Testo estratto —

================

VATICANO - LE PAROLE DELLA DOTTRINA a cura di don Nicola Bux e don Salvatore Vitiello - Un anno di continuità

giovedì, 21 dicembre 2006

Città del Vaticano (Agenzia Fides) - Il 22 dicembre 2005, esattamente un anno fa, veniva pronunciato il discorso di Sua Santità Benedetto XVI alla Curia romana in occasione della presentazione degli auguri natalizi. Discorso straordinario per ampiezza e respiro, che colpì e, di fatto, è passato alla storia per un passaggio fondamentale sull’ermeneutica del Concilio Ecumenico Vaticano II.
Quello che sia da teologo, sia da Prefetto della Congregazione per la Dottrina della Fede, aveva sostenuto, confortato da un amplissima schiera di noti studiosi, teologi, in particolare dogmatici ecclesiologi, storici e canonisti, il Santo Padre lo ha posto dinanzi alla Chiesa universale.
Il noto passaggio del discorso così diceva: “Emerge la domanda: Perché la recezione del Concilio, in grandi parti della Chiesa, finora si è svolta in modo così difficile? Ebbene, tutto dipende dalla giusta interpretazione del Concilio o - come diremmo oggi - dalla sua giusta ermeneutica, dalla giusta chiave di lettura e di applicazione. I problemi della recezione sono nati dal fatto che due ermeneutiche contrarie si sono trovate a confronto e hanno litigato tra loro. L'una ha causato confusione, l'altra, silenziosamente ma sempre più visibilmente, ha portato frutti. Da una parte esiste un'interpretazione che vorrei chiamare “ermeneutica della discontinuità e della rottura”; essa non di rado si è potuta avvalere della simpatia dei mass-media, e anche di una parte della teologia moderna. Dall'altra parte c'è l'“ermeneutica della riforma”, del rinnovamento nella continuità dell'unico soggetto-Chiesa, che il Signore ci ha donato; è un soggetto che cresce nel tempo e si sviluppa, rimanendo però sempre lo stesso, unico soggetto del Popolo di Dio in cammino. L'ermeneutica della discontinuità rischia di finire in una rottura tra Chiesa preconciliare e Chiesa postconciliare”.
L’ermeneutica della “discontinuità e della rottura” è stata bocciata senza appello. Viene anzi definita come “causa di confusione” e gli effetti di tale confusione sono sotto gli occhi di tutti.

================

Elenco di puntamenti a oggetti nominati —
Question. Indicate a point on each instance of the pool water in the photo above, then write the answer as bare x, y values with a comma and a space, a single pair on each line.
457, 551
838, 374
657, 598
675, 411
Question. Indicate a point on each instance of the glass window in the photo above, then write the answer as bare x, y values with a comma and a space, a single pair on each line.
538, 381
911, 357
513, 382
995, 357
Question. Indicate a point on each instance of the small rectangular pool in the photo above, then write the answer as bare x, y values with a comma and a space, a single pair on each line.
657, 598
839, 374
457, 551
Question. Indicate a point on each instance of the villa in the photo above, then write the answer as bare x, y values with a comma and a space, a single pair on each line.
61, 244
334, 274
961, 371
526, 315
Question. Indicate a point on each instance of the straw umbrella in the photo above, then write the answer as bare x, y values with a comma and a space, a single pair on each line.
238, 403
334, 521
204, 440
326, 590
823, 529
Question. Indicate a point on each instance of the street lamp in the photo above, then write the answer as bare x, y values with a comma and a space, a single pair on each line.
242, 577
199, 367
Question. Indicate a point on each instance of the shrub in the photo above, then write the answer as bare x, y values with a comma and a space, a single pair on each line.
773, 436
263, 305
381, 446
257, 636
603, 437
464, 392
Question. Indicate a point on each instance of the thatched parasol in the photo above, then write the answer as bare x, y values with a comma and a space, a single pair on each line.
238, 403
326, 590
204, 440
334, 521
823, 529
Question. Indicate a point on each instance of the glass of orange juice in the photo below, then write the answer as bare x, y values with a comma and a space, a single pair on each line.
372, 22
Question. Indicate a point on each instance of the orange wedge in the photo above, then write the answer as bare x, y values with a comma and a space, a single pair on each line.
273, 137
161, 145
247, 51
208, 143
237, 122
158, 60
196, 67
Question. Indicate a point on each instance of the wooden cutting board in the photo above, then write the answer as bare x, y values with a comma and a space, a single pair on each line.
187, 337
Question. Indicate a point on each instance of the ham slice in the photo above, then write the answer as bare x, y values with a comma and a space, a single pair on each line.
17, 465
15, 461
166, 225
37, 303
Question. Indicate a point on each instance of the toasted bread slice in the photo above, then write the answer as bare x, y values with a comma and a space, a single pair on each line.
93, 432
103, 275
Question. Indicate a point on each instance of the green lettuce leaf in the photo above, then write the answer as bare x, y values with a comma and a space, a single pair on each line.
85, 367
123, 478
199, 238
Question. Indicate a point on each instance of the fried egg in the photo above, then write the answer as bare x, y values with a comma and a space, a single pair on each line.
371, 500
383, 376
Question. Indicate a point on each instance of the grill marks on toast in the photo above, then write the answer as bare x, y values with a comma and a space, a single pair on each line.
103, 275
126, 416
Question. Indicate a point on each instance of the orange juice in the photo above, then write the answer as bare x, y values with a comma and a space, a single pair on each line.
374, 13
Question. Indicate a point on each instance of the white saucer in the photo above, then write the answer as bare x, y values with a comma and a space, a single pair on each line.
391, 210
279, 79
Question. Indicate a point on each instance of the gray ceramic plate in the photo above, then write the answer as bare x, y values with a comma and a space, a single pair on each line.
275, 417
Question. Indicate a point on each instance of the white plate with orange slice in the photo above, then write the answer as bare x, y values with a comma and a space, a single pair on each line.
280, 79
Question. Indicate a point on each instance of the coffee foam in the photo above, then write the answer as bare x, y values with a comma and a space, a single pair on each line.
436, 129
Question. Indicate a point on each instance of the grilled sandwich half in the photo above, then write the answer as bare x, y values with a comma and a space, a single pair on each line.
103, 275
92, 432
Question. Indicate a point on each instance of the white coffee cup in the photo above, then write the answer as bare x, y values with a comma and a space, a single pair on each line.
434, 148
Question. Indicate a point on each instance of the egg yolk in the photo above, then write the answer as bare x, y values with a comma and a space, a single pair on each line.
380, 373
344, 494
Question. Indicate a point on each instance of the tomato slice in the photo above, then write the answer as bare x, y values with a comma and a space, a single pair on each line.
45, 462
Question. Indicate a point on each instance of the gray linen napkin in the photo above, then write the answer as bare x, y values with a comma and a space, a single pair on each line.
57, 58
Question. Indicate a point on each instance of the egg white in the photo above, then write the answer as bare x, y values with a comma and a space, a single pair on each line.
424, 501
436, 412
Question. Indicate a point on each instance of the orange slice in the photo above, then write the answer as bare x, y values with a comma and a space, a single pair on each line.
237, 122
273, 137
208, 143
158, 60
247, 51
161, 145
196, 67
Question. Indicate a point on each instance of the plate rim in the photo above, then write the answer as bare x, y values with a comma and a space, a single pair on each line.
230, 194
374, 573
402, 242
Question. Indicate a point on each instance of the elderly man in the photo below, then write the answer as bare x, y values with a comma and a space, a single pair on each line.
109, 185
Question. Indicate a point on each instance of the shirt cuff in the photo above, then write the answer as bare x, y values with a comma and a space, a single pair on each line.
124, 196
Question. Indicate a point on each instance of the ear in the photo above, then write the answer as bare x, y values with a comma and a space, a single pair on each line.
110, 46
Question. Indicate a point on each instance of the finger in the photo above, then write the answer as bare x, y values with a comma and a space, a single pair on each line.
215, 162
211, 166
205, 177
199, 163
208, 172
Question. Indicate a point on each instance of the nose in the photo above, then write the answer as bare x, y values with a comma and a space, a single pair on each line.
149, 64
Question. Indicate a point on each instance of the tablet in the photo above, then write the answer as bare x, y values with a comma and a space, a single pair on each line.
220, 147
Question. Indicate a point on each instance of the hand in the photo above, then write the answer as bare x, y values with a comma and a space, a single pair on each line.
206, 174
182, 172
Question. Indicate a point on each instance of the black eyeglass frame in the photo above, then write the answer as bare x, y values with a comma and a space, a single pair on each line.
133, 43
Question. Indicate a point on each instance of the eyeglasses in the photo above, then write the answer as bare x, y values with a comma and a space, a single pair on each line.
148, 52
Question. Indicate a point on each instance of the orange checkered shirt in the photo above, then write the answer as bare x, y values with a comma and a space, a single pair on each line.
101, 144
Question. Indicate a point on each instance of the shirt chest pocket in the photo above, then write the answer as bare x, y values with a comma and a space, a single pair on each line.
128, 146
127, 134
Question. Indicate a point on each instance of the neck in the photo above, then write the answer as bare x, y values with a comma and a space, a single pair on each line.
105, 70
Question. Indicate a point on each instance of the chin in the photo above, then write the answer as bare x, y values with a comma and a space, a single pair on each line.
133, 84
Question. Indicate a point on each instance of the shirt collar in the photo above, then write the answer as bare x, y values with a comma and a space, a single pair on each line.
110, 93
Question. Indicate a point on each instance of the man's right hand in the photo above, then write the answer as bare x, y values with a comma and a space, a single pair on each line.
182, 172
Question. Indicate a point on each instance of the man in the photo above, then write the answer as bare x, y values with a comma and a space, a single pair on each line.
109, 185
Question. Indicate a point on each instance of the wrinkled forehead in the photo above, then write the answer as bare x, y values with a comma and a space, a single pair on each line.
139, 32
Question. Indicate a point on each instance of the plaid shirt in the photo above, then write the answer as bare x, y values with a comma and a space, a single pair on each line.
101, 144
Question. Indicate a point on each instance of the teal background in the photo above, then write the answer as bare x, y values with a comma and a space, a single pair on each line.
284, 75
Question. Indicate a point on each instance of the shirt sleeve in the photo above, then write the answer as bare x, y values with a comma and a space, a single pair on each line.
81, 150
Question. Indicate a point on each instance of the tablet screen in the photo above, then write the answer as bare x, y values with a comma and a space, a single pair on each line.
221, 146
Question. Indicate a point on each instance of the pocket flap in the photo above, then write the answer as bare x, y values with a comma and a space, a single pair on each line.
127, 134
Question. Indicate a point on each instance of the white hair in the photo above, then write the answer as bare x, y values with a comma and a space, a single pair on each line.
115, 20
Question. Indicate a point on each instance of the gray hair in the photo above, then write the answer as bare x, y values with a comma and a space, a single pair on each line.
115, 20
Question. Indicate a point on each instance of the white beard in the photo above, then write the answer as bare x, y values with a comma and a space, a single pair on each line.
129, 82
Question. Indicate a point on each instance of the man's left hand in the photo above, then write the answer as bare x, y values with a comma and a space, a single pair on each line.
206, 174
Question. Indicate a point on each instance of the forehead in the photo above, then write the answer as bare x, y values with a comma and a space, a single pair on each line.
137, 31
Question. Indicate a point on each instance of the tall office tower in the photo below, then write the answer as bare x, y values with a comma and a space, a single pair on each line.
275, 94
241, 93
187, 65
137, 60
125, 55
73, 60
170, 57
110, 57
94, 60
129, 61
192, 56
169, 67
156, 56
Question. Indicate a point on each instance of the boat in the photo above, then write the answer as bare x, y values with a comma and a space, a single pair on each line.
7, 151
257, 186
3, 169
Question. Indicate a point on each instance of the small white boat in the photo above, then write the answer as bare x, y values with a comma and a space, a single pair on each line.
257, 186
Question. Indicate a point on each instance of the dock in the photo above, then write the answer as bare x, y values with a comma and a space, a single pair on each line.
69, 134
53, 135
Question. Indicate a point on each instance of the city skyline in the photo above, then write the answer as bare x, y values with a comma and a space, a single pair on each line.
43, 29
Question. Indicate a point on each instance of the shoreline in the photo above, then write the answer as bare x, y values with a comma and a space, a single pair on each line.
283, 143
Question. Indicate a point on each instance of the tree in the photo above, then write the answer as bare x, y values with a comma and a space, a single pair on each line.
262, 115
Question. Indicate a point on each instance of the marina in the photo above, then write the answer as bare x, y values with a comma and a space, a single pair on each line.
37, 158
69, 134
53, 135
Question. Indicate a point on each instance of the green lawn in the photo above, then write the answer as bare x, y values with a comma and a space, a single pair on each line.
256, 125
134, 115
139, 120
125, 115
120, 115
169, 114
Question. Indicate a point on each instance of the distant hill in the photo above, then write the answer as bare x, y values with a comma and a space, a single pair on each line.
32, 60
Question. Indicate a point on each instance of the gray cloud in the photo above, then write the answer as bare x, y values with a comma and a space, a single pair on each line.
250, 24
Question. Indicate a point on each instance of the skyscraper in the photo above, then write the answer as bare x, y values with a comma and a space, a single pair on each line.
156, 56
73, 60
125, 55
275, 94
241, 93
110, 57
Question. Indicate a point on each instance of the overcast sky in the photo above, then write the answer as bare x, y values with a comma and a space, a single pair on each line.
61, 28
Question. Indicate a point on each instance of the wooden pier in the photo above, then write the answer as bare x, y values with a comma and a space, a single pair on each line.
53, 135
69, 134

================

Compiti richiesti —
A. In quale data, secondo l'articolo sull'ermeneutica del Concilio, Benedetto XVI pronunciò il suo discorso alla Curia romana?
B. Ricopia dall'articolo sull'ermeneutica del Concilio il passo che comincia con "VATICANO - LE" e prosegue fino a "Ecumenico Vaticano II.".
C. Elenca tutte le persone che l'articolo sull'ermeneutica del Concilio indica con un nome proprio.

Risposte corrette —
A. Il 22 dicembre 2005.

B.
VATICANO - LE PAROLE DELLA DOTTRINA a cura di don Nicola Bux e don Salvatore Vitiello - Un anno di continuità

giovedì, 21 dicembre 2006

Città del Vaticano (Agenzia Fides) - Il 22 dicembre 2005, esattamente un anno fa, veniva pronunciato il discorso di Sua Santità Benedetto XVI alla Curia romana in occasione della presentazione degli auguri natalizi. Discorso straordinario per ampiezza e respiro, che colpì e, di fatto, è passato alla storia per un passaggio fondamentale sull’ermeneutica del Concilio Ecumenico Vaticano II.

C. don Nicola Bux, don Salvatore Vitiello, Benedetto XVI